* Requirement:
Rewrite the material from its start down through the line containing "(1108, 651)", with "eroded cliff face" changed to "weathered cliff face" and nothing else altered.

* Dataset content:
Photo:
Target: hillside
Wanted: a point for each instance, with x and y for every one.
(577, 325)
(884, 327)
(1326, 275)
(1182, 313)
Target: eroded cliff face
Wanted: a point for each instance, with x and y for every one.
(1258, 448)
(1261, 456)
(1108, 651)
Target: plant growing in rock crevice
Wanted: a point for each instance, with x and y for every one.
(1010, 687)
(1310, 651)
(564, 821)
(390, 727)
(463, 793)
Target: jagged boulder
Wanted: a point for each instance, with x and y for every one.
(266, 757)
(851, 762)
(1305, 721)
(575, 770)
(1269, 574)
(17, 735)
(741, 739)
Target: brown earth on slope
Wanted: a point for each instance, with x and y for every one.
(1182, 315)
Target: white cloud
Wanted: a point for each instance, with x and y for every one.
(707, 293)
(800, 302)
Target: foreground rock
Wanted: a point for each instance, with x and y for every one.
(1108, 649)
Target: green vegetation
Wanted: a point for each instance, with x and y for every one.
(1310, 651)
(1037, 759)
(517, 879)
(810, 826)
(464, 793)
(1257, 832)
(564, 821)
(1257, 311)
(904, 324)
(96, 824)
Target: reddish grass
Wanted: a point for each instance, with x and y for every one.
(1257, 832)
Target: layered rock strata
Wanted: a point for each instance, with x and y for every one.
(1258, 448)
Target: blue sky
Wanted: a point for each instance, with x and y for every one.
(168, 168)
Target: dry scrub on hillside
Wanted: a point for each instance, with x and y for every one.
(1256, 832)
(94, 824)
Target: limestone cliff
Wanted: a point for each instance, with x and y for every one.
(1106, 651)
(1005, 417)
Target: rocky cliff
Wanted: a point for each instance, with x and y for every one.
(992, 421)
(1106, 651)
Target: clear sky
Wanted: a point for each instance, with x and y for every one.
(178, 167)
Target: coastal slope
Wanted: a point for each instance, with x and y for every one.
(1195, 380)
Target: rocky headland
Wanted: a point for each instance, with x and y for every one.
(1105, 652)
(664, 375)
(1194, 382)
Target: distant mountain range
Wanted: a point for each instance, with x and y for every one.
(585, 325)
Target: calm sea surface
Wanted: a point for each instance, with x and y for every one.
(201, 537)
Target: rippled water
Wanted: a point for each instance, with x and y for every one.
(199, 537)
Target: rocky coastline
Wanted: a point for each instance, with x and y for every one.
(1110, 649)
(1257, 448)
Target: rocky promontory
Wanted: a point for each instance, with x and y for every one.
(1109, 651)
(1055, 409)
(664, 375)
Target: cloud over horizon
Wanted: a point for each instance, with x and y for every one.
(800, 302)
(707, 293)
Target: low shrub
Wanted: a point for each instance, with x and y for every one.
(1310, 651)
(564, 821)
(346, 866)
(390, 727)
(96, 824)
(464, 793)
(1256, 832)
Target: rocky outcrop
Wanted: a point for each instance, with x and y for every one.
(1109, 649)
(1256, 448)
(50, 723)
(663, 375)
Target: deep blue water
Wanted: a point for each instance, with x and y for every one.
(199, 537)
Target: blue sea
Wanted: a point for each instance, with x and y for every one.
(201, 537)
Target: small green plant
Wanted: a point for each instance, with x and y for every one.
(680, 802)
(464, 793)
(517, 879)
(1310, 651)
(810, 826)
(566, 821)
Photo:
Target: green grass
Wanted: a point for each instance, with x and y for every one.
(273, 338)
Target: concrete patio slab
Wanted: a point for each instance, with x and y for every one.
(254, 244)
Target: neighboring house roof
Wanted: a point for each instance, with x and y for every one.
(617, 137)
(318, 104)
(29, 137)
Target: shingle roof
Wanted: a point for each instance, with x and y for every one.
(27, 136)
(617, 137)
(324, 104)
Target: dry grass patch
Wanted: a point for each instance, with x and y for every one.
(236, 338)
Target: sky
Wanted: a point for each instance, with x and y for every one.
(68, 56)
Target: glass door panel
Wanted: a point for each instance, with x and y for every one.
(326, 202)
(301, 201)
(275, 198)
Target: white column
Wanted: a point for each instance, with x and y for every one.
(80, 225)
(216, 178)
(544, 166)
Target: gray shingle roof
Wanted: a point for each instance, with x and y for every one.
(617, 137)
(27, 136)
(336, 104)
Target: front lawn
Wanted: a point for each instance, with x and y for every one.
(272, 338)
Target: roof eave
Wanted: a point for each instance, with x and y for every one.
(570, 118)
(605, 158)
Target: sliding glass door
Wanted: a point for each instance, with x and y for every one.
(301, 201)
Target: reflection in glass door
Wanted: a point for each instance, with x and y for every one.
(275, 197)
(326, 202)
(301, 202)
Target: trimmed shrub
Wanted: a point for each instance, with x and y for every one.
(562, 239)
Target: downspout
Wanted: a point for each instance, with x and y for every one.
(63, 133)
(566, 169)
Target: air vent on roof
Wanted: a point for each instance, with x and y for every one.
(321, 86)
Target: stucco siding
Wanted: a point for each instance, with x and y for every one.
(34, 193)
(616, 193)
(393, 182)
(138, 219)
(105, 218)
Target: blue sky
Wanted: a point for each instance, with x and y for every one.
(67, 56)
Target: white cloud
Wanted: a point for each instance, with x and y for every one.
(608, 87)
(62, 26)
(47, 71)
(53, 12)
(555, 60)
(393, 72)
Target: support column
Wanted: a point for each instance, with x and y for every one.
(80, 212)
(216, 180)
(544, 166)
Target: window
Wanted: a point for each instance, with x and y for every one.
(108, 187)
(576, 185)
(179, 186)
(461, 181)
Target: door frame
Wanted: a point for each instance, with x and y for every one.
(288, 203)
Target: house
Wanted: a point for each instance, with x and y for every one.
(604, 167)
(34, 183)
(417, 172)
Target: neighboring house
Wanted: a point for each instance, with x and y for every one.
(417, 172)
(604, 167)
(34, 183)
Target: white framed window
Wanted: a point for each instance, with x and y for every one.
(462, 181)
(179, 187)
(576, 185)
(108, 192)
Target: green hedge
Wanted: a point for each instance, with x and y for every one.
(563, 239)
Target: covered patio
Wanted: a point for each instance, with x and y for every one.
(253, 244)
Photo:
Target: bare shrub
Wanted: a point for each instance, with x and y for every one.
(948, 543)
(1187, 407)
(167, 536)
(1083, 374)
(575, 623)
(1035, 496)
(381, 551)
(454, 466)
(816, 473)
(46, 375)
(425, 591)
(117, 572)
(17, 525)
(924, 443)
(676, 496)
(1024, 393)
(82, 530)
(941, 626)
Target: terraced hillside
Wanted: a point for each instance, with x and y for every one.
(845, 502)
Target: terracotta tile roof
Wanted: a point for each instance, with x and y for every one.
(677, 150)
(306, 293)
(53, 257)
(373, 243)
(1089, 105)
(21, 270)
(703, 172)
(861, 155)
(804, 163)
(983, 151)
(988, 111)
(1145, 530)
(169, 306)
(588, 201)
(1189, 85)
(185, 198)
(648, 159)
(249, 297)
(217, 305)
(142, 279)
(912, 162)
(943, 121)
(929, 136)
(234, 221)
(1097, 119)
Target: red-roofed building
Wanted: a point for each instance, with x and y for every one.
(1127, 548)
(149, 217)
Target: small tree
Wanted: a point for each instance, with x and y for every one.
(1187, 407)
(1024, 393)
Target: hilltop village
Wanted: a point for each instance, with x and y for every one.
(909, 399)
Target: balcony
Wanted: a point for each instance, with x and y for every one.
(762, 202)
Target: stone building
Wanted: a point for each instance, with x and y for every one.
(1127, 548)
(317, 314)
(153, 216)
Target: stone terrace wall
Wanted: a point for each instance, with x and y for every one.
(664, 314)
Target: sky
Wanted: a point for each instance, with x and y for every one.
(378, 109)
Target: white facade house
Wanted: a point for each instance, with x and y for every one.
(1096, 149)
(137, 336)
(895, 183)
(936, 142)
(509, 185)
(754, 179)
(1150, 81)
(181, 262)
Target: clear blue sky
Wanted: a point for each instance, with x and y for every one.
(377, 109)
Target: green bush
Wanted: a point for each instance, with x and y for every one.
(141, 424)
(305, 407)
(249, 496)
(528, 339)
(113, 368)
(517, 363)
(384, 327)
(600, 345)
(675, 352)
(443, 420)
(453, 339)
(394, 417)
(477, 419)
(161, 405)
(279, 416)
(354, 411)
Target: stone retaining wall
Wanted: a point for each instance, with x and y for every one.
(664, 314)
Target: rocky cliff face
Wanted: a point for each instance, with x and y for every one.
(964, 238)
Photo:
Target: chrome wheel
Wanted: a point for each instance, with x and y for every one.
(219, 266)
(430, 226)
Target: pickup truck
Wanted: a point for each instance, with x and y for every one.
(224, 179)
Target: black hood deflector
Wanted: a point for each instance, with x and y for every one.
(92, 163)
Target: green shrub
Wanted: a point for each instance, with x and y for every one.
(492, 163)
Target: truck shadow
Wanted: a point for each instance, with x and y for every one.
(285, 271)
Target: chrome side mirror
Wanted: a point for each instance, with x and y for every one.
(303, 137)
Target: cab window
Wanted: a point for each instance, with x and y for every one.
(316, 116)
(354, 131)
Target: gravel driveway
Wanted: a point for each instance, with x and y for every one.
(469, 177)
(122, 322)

* Response to the task:
Photo:
Target: hillside
Wanted: a point for each instance, with x and y for every one.
(577, 325)
(884, 327)
(1326, 275)
(1182, 313)
Target: weathered cliff face
Wanted: a point for each instance, with x and y for every one.
(1258, 448)
(1261, 456)
(1108, 651)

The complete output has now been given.